* START *

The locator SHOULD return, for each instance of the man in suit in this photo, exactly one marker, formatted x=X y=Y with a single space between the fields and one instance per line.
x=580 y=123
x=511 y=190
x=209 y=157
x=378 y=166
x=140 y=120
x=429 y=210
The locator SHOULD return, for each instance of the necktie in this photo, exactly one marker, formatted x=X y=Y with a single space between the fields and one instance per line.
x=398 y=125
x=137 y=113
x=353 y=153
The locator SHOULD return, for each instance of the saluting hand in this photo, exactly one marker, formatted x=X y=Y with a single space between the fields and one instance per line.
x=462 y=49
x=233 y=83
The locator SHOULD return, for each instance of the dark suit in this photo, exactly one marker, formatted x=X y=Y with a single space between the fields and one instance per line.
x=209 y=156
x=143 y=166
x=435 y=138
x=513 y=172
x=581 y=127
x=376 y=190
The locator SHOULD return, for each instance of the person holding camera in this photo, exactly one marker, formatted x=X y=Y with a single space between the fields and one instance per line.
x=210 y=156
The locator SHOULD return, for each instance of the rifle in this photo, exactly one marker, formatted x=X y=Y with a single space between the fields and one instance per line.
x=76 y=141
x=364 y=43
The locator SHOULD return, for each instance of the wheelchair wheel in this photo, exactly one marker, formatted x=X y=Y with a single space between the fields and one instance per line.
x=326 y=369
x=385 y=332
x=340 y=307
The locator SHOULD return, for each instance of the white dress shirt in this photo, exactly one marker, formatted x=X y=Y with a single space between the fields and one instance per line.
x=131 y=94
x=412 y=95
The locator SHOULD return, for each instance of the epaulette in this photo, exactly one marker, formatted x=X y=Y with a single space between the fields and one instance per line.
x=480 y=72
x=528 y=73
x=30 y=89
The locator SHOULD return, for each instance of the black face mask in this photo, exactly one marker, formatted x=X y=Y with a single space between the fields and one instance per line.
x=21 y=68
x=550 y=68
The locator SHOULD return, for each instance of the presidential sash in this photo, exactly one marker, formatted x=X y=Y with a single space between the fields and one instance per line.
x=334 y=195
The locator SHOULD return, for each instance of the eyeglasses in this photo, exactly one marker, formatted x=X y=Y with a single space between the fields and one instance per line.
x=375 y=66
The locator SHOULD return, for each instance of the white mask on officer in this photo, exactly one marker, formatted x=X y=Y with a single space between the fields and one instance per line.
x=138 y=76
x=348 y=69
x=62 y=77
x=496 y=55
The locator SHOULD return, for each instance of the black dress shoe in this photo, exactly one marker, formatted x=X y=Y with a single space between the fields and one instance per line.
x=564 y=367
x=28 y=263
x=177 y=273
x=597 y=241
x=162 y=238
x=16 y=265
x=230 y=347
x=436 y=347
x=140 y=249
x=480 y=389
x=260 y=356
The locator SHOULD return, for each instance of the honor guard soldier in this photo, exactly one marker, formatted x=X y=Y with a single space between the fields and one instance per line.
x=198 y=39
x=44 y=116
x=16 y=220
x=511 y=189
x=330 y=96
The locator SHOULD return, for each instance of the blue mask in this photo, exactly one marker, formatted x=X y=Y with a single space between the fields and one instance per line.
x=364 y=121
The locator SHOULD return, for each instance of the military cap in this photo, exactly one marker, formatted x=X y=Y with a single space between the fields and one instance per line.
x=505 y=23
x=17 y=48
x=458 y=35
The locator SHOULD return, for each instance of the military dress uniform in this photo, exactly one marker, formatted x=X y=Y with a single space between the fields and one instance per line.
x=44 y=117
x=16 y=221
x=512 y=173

* END *

What is expected: Rewrite every row above, replacing "marker" with "point" and leaving everything else unchanged.

In response:
The locator SHOULD return, for each instance of the man in suit in this photo, exactly one point, formatted x=X y=Y with a single space between the fields and one instance per line.
x=580 y=123
x=511 y=190
x=209 y=157
x=378 y=166
x=140 y=120
x=429 y=210
The locator SHOULD return, for each instance of the necktie in this photo, exactly one point, formatted x=X y=Y with a single space between the fields and one instance per line.
x=398 y=125
x=137 y=113
x=353 y=153
The locator SHOULD return, for each instance of the saluting hand in this photo, exactly one point, formatted x=X y=Y with a single space between the fields and one instance per line.
x=462 y=49
x=233 y=83
The locator SHOULD return, for each instance of the dark suit in this photo, exactly one point, formatted x=X y=Y with a single space between the fields and one instance per line.
x=209 y=156
x=143 y=166
x=435 y=138
x=513 y=172
x=581 y=127
x=376 y=190
The locator SHOULD return, for each instance of the person holding camera in this photo, exactly one point, formatted x=X y=Y with a single space between the fields and one instance per line.
x=210 y=156
The locator SHOULD return, for each instance of the rifle in this photo, exactly one point, formatted x=X y=Y with a single space between the fields and one instance per line.
x=76 y=141
x=364 y=43
The locator SHOULD return, for each instance of the wheelchair wheel in this photo, exactly one point, formatted x=X y=Y with a single space between the fields and one instance per line.
x=326 y=369
x=385 y=332
x=340 y=307
The locator SHOULD return, for each instance of the white dress shirt in this photo, exactly one point, formatted x=X y=Y with a single space between the fields and one instance per line.
x=131 y=94
x=412 y=95
The locator SHOULD return, for each instance of the epaulette in this photo, exactly one point, formatted x=X y=Y with a single space between the fields and one instance per line.
x=480 y=72
x=528 y=73
x=30 y=89
The locator SHOULD return, for each instance of the black face mask in this photo, exactly one point, formatted x=X y=Y with a single space between the fields and one instance per line.
x=21 y=68
x=550 y=68
The locator SHOULD return, for each instance of the presidential sash in this photo, exactly one point, formatted x=X y=Y with a single space between the fields and one instance per line.
x=334 y=195
The locator SHOULD return, for each instance of the eyeglasses in this photo, exactly one point, formatted x=X y=Y with a single space between the fields and one instance per line.
x=375 y=66
The locator SHOULD return, for each instance of the white mask on officer in this photo, exactly one point, formatted x=X y=Y with a single space between the fields and one instance per line.
x=138 y=76
x=348 y=69
x=62 y=77
x=496 y=55
The locator SHOULD return, for each instance of the black dress shoe in this photo, exactly one point, formatted x=X y=Y with a single space between the fields and one instance per line.
x=564 y=367
x=28 y=263
x=177 y=273
x=597 y=241
x=162 y=238
x=16 y=265
x=230 y=347
x=436 y=347
x=140 y=249
x=480 y=389
x=260 y=356
The locator SHOULD return, for each instance of the honor guard soldier in this photo, exactly one point, formatted x=X y=Y with a single space between the fields and one instance per line.
x=198 y=39
x=44 y=116
x=16 y=220
x=511 y=189
x=330 y=96
The locator SHOULD return, for each instance of the blue mask in this photo, exactly one point, formatted x=X y=Y with a single space between the fields and one instance per line.
x=364 y=121
The locator SHOULD return, for each instance of the military cap in this photo, exactly one point, formatted x=X y=Y with a single space between the fields and one instance per line.
x=505 y=23
x=17 y=48
x=458 y=35
The locator SHOULD return, for each instance of the military dress uniform in this photo, exactly one point, formatted x=X y=Y with a single space between the fields and one instance per line.
x=44 y=117
x=16 y=221
x=512 y=173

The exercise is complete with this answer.